● Exercise:
When you reach a picture, skip it, and retype every line below exactly.

(Referring expression pointing data)
************

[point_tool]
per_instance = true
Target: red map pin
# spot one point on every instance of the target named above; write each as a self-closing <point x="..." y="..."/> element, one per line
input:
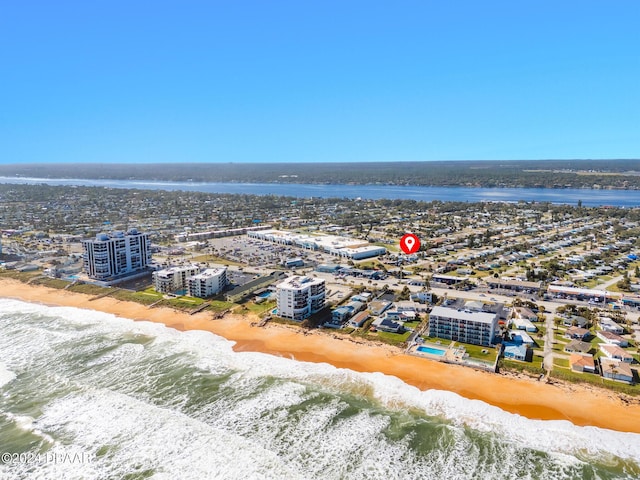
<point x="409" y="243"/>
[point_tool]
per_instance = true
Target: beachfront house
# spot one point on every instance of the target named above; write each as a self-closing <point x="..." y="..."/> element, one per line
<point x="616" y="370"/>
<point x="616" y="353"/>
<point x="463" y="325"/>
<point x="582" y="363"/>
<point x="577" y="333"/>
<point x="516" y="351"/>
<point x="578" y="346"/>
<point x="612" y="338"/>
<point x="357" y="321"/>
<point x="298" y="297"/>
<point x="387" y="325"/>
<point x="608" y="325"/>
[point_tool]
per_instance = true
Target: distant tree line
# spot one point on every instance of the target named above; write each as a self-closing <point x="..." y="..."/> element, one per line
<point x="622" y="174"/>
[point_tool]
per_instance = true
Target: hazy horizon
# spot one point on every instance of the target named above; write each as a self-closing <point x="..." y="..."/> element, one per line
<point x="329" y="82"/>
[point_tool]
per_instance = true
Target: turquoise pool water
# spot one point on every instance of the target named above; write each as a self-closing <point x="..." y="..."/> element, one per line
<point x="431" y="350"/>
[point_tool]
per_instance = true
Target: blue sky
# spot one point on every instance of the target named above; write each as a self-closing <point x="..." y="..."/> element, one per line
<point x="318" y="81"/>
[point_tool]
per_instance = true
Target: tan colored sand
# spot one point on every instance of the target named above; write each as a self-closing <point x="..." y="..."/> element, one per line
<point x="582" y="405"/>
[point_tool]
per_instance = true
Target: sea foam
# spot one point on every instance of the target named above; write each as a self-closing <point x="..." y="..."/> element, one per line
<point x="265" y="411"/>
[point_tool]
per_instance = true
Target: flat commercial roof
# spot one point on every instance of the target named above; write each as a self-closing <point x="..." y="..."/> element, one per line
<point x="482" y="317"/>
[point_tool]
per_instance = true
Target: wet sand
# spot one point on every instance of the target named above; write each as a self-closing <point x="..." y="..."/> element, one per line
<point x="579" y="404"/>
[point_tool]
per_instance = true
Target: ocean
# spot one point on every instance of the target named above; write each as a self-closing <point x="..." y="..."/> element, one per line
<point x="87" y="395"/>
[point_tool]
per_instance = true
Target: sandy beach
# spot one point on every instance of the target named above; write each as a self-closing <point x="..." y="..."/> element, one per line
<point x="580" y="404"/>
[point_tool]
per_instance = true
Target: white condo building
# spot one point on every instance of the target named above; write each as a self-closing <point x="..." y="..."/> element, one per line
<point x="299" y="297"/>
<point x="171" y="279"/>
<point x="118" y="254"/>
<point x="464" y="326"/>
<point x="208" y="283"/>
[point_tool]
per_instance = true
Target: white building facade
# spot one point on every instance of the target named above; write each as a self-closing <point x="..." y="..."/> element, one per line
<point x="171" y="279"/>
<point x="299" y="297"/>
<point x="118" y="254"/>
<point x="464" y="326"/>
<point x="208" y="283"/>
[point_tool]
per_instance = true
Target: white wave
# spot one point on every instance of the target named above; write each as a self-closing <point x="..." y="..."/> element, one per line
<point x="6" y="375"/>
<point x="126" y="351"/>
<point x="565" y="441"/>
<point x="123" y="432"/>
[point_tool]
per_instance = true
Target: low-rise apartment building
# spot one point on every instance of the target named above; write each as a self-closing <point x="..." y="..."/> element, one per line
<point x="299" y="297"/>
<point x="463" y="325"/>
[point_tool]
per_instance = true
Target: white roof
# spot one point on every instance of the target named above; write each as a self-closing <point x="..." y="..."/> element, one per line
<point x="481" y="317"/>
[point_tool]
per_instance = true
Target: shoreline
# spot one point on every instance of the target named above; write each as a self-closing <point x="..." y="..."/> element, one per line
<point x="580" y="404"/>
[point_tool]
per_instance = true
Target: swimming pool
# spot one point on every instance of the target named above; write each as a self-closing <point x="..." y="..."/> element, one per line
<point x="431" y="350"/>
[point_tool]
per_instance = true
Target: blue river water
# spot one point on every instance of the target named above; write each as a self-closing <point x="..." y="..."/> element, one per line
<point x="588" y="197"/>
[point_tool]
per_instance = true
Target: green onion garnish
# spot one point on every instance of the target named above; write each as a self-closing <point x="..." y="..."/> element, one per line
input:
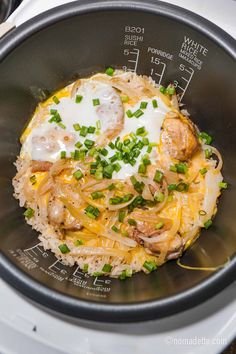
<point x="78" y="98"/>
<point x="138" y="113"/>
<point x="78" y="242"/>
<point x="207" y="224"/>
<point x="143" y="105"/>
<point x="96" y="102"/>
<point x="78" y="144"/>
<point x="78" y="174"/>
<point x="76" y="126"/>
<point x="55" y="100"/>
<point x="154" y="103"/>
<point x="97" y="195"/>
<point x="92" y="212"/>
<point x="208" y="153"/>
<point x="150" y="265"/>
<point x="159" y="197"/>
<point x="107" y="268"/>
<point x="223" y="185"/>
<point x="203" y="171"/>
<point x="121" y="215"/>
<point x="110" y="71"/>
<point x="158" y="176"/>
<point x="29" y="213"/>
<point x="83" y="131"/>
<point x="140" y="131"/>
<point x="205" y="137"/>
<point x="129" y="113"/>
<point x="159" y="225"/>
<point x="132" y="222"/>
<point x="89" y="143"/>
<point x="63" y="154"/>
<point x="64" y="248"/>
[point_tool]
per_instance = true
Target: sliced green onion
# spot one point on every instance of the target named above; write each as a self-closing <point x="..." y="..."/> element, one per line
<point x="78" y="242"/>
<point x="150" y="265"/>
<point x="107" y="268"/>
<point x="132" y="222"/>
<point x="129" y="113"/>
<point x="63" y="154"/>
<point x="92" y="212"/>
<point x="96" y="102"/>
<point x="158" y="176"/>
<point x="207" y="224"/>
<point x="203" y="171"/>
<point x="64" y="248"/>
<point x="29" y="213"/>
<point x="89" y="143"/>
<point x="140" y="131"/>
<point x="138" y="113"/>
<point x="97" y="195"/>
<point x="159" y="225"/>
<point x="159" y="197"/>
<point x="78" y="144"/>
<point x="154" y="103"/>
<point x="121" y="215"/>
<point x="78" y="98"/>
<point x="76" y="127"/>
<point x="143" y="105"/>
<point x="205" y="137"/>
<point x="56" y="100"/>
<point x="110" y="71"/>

************

● Response for this exercise:
[point_tool]
per_instance = true
Target: red map pin
# spot one point on every instance of the target named above; write each as a self-closing <point x="..." y="..."/> element, one per line
input:
<point x="409" y="243"/>
[point_tool]
per_instance = true
Target: beachfront house
# spot one point on every instance of the target named above; write each as a self-closing <point x="..." y="..."/> element, one per line
<point x="616" y="370"/>
<point x="616" y="353"/>
<point x="463" y="325"/>
<point x="582" y="363"/>
<point x="577" y="333"/>
<point x="516" y="351"/>
<point x="578" y="346"/>
<point x="612" y="338"/>
<point x="357" y="321"/>
<point x="298" y="297"/>
<point x="387" y="325"/>
<point x="608" y="325"/>
[point_tool]
per_instance = true
Target: distant tree line
# spot one point on every instance of the target named above; write each as a self-closing <point x="..." y="..."/> element, one per line
<point x="622" y="174"/>
[point_tool]
per_instance = true
Target: hazy horizon
# spot one point on every instance of the target named above; write each as a self-closing <point x="..." y="..."/> element, one per line
<point x="329" y="82"/>
[point_tool]
per_instance = true
Target: turquoise pool water
# spot one point on every instance of the target named above; write each as a self-closing <point x="..." y="..."/> element, one per line
<point x="431" y="350"/>
[point_tool]
per_instance = true
Target: blue sky
# spot one point on every instance of the target named above; write each as a self-closing <point x="..." y="..."/> element, one per line
<point x="318" y="81"/>
[point_tool]
per_instance = true
Target: tan colored sand
# spot one point on every instance of the target named above; write each as a self-closing <point x="..." y="..."/> element, one per line
<point x="582" y="405"/>
[point_tool]
per_instance = true
Target: sea foam
# spot one point on every instance of the target named above; write each as a self-closing <point x="..." y="..."/> element, one per line
<point x="265" y="411"/>
[point_tool]
per_instance = true
Target: flat commercial roof
# spot one point on every instance of the target named above; write each as a self-closing <point x="..." y="..."/> element, one per line
<point x="482" y="317"/>
[point_tool]
per_instance = true
Target: wet sand
# spot one point on every instance of the target named above; write each as a self-closing <point x="..." y="..."/> element, one per line
<point x="579" y="404"/>
[point_tool]
per_instance = true
Target: ocean
# spot one point on every instance of the target named above; write each as a self-closing <point x="..." y="..."/> element, one per line
<point x="87" y="395"/>
[point_tool]
per_instance = true
Target: sandy beach
# spot one point on every instance of the target named above; write each as a self-closing <point x="..." y="..."/> element, one per line
<point x="580" y="404"/>
[point_tool]
per_instance = true
Target: white condo building
# spot one point on every instance of the target named above; write each as a self-closing <point x="..." y="..."/> element, one per line
<point x="299" y="297"/>
<point x="171" y="279"/>
<point x="118" y="254"/>
<point x="464" y="326"/>
<point x="208" y="283"/>
[point_tool]
per_instance = true
Target: white building facade
# spot one point on every instance of the target named above; write each as a self-closing <point x="..." y="..."/> element, one per line
<point x="171" y="279"/>
<point x="299" y="297"/>
<point x="118" y="254"/>
<point x="464" y="326"/>
<point x="208" y="283"/>
[point_tool]
per_instance = true
Target: white wave
# spot one point on every instance of the target named above; write each as a self-closing <point x="..." y="..."/> element, one per line
<point x="6" y="375"/>
<point x="126" y="351"/>
<point x="565" y="441"/>
<point x="123" y="432"/>
[point_tool]
per_instance = true
Target: low-rise apartment building
# spot one point on every instance of the target named above; write each as a self-closing <point x="..." y="..."/> element, one per line
<point x="299" y="297"/>
<point x="463" y="325"/>
[point_tool]
per_instance = true
Target: white roof
# spot one point on every instance of the target named above; write each as a self-closing <point x="..." y="..."/> element, one per line
<point x="481" y="317"/>
[point_tool]
per_instance = true
Target: shoreline
# spot one point on every instance of the target named above; write each as a self-closing <point x="..." y="..."/> element, one per line
<point x="580" y="404"/>
[point_tool]
per_instance = true
Target: swimming pool
# spot one point on every instance of the target named above; write each as a self-closing <point x="..." y="..."/> element, one per line
<point x="431" y="350"/>
[point_tool]
per_instance = true
Target: blue river water
# spot one point on every instance of the target named above; write each as a self-closing <point x="..." y="..."/> element, one per line
<point x="588" y="197"/>
[point_tool]
per_instance = true
Target: green onion garnish
# spot one point on every instance of the target named above; write each as a self-closing <point x="..." y="..."/> element, one per line
input:
<point x="78" y="98"/>
<point x="138" y="113"/>
<point x="78" y="242"/>
<point x="207" y="224"/>
<point x="143" y="105"/>
<point x="96" y="102"/>
<point x="78" y="144"/>
<point x="78" y="174"/>
<point x="76" y="126"/>
<point x="55" y="100"/>
<point x="154" y="103"/>
<point x="97" y="195"/>
<point x="92" y="212"/>
<point x="208" y="153"/>
<point x="150" y="265"/>
<point x="159" y="197"/>
<point x="107" y="268"/>
<point x="223" y="185"/>
<point x="203" y="171"/>
<point x="121" y="215"/>
<point x="110" y="71"/>
<point x="158" y="176"/>
<point x="29" y="213"/>
<point x="83" y="131"/>
<point x="140" y="131"/>
<point x="205" y="137"/>
<point x="129" y="113"/>
<point x="159" y="225"/>
<point x="132" y="222"/>
<point x="89" y="143"/>
<point x="63" y="154"/>
<point x="64" y="248"/>
[point_tool]
per_instance = true
Target: sliced green onion
# spot one point on every instance of the target named above; write each as a self-closing <point x="..." y="..."/> element, one per line
<point x="78" y="242"/>
<point x="150" y="265"/>
<point x="107" y="268"/>
<point x="132" y="222"/>
<point x="129" y="113"/>
<point x="63" y="154"/>
<point x="92" y="212"/>
<point x="96" y="102"/>
<point x="158" y="176"/>
<point x="207" y="224"/>
<point x="203" y="171"/>
<point x="64" y="248"/>
<point x="29" y="213"/>
<point x="89" y="143"/>
<point x="140" y="131"/>
<point x="138" y="113"/>
<point x="97" y="195"/>
<point x="159" y="225"/>
<point x="159" y="197"/>
<point x="78" y="144"/>
<point x="154" y="103"/>
<point x="121" y="215"/>
<point x="78" y="98"/>
<point x="76" y="127"/>
<point x="143" y="105"/>
<point x="205" y="137"/>
<point x="56" y="100"/>
<point x="110" y="71"/>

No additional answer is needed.